> _Problem A_
In the essay on taking refuge, where did the writer attend a first meditation retreat?
> _Problem B_
Continue the essay on taking refuge, picking up after its last sentence.

Before I sit down to meditate, I bow down three times and say these words:
I take refuge in the Buddha
I take refuge in the Dhamma
I take refuge in the Sangha
Often I say these sentences in Pali, the language that the Buddha spoke:
Buddham saranam gacchami
Dhammam saranam gacchami
Sangham saranam gacchami
My first meditation retreat was in India where I learned these phrases. When I say them in Pali, the words often sink deeper into my being.
Sometimes, when I am exhausted, I simply say Buddha, Dhamma, and Sangha slowly each time that I bow down.
What refuge means
One translation of the phrases is:
To the Buddha I go for refuge
To the Dhamma I go for refuge
To the Sangha I go for refuge
Because I have had deep immersions in many spiritual traditions, these three phrases go beyond just Buddhism.
When I take “refuge in the Buddha,” I think of all those teachers—male, female, and non-human—who have inspired me, whose images give me strength: Jesus, Mother Theresa, St. Francis, Rumi, my various meditation teachers, trees, whales, and so much more. And I smile.
When I take “refuge in the Dhamma,” I think of all the teachings that I have been learned from: Buddhist, Hindu, Catholic, Jewish, Native American, and so much more.
When I take “refuge in the Sangha,” I think of all the communities that aspire to the universal principles of honesty, kindness, generosity, and more. Sometimes I see an image of dropping a stone in a pond, and I feel the concentric circles rippling outward: the people in the meditation center that I co-founded, the Buddhist monastery 40 minutes from my house, the communities in Brattleboro and Alstead, the meditation center where I have done many retreats, the Catholic community where one of my sisters has lived for 40 years, the Mormon community that my other sister has been so deeply connected to for more than 40 years, and so much more.

> _Given information_
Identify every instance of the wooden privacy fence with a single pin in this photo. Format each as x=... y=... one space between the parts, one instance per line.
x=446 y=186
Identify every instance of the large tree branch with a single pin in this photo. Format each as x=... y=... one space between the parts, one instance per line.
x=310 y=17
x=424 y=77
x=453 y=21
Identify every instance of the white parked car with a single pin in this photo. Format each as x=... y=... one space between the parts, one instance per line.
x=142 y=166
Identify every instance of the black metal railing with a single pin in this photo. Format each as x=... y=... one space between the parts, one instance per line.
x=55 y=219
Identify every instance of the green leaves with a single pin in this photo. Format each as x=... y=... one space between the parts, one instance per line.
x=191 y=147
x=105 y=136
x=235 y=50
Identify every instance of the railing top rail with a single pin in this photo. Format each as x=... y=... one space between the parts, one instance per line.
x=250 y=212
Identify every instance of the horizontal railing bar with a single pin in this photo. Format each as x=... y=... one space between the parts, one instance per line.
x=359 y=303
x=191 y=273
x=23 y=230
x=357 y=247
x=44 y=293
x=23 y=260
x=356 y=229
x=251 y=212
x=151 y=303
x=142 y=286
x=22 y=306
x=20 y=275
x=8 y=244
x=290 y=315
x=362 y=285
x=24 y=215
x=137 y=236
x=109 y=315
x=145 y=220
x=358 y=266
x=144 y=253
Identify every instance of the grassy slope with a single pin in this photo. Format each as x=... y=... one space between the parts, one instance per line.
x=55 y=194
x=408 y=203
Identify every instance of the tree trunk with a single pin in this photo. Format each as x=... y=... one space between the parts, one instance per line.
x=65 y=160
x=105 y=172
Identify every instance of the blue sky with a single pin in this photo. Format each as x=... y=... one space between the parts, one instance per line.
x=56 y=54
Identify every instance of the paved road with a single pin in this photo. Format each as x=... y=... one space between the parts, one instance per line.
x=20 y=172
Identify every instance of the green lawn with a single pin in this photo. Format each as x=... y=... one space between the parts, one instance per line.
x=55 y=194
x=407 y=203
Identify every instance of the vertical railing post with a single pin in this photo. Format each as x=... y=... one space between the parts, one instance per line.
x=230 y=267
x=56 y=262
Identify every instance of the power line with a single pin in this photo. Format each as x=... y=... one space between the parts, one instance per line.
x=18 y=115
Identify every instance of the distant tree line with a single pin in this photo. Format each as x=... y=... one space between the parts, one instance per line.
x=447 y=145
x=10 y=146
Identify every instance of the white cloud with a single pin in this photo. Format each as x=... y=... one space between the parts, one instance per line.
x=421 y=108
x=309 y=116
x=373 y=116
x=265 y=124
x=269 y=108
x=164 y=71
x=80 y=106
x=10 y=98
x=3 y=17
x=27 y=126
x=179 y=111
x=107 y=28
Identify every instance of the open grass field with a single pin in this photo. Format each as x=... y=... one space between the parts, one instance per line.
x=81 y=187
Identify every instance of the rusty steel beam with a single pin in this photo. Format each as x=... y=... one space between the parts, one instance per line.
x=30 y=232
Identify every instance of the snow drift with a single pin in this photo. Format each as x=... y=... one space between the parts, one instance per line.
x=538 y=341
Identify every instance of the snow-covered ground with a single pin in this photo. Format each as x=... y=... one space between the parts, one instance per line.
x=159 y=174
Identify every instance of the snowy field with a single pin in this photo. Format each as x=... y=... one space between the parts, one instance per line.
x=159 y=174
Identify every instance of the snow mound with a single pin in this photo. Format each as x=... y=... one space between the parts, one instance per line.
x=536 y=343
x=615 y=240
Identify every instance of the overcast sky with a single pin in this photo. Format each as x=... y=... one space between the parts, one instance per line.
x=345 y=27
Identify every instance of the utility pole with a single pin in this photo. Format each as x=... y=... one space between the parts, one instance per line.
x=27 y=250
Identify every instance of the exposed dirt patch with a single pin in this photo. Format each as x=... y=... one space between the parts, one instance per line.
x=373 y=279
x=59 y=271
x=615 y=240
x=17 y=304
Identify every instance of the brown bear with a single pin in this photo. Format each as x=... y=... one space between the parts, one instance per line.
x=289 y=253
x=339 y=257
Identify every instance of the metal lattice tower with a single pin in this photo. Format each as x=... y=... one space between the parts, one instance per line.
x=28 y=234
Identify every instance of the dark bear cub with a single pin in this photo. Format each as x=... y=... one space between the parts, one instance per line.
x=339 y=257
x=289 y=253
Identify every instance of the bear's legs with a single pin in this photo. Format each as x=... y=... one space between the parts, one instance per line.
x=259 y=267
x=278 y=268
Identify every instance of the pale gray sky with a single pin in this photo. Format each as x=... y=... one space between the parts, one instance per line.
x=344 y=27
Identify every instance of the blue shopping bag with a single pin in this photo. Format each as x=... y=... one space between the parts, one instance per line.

> _Written response A_
India.

> _Written response B_
Just before I retired, I was fairly anxious about feeling alone. I am by nature somewhat shy and introverted, and most of my friends were still working and had busy lives. One day I decided to make a ‘family tree’ on a large sheet of paper of all the people with whom I felt some connection. Within 15 minutes that tree had many branches and close to 100 people. This connects to a line in an article about refuge: “in the most fundamental way, taking refuge in the Sangha means to remind ourselves that we are not alone.” Yes!
Refuge has two powerful aspects.
On the one hand, refuge can mean sanctuary, rest, respite, sustenance, and retreat. I think of all the retreats I have attended and how those retreats gave me the space and the time to deepen my understanding of the teachings and of my self.
Refuge also means support. I often recall people who have found the strength to meet adversity, teachings that have helped those people, and knowing that I am not alone.
Sometimes I think of the extreme abuse my mother faced in her childhood. Yet she persevered, and she was always there for me and my siblings. She volunteered in many ways throughout her life, and she sewed her last baby blanket for children in a local homeless shelter less than two weeks before she died from colon cancer. I think of Victor Frankl and his stories of courage in the concentration camps. I think of my friends in Nepal, where I was a Peace Corps Volunteer, and how they meet adversity with so much grace. And so much more.
When we don’t feel strong
Pema Chodron speaks about this aspect in Welcoming the Unwelcome. Some years ago she wrot to her students asking in what they took refuge when things got tough. What they wrote included things like Netflix, overeating, and other distractions. One of her responses was to say the refuge phrases in those instances, for example, I take refuge in this bowl of ice cream, I take refuge in this Netflix show!
I find this to be a wonderful practice for several reasons.
When I do this, I often laugh—at myself and with myself. I know that physiologically laughter results in the production of chemicals that are calming and soothing.
It is also a great practice because sometimes I even decide not to have the ice cream or to turn off the TV. When I do this, it’s not because I am shoulding myself; it’s because I remember the other refuges.
Finally, it’s a great practice because it breaks that dualistic construction of good and bad, practice and not-practice, times when I am strong and when I am weak.
I offer these reflections about refuge with this hope that it might provide strength to others, both during everyday times and during challenging times.